**Selected extract:**

>>>>

The Joint United Nations Team on AIDS in Guyana has congratulated the Special Select Committee of Parliament on the Criminal Responsibility of HIV Infected Individuals for choosing not to make the transmission of HIV a criminal act.
The United Nations Joint Programme on HIV/AIDS (UNAIDS) in a statement hailed the Parliamentary Committee for “its mature and measured decision.”
This latest parliamentary decision clears the way for Guyana’s HIV response to continue proceeding in a rational and productive direction, UNAIDS asserted.
“Such a law would have deepened the climate of denial, secrecy and fear surrounding the virus in Guyana and in so doing reduce people’s willingness to learn their status and access treatment and support. Ironically, a measure meant to reduce the spread of HIV could have led to its increase,” the statement noted.
It noted also that many of the countries that have enacted laws related to the criminalisation of HIV are now reviewing their stance because of the negative implications for public health and human rights.

<<<<

[Records from a collection]
>>>>

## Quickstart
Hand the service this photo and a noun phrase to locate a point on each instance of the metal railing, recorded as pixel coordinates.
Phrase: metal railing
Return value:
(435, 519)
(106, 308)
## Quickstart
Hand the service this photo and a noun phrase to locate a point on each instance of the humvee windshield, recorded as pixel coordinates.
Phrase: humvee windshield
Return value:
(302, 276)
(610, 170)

<<<<
>>>>

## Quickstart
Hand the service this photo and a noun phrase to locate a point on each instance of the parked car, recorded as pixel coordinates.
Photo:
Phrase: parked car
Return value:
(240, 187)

<<<<
>>>>

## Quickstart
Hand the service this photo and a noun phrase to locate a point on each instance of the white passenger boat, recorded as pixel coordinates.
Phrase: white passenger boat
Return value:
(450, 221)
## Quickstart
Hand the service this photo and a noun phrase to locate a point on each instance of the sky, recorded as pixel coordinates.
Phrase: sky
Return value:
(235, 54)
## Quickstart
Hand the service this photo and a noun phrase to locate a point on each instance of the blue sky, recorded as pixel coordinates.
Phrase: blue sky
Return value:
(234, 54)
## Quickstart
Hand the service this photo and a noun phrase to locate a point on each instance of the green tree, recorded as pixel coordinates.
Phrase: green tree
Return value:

<<<<

**What you have to do:**
According to the news item on Guyana's HIV decision, what did the Special Select Committee of Parliament choose not to do? The listing is separate material, unrelated to the news item.

**Exercise response:**
It chose not to make the transmission of HIV a criminal act.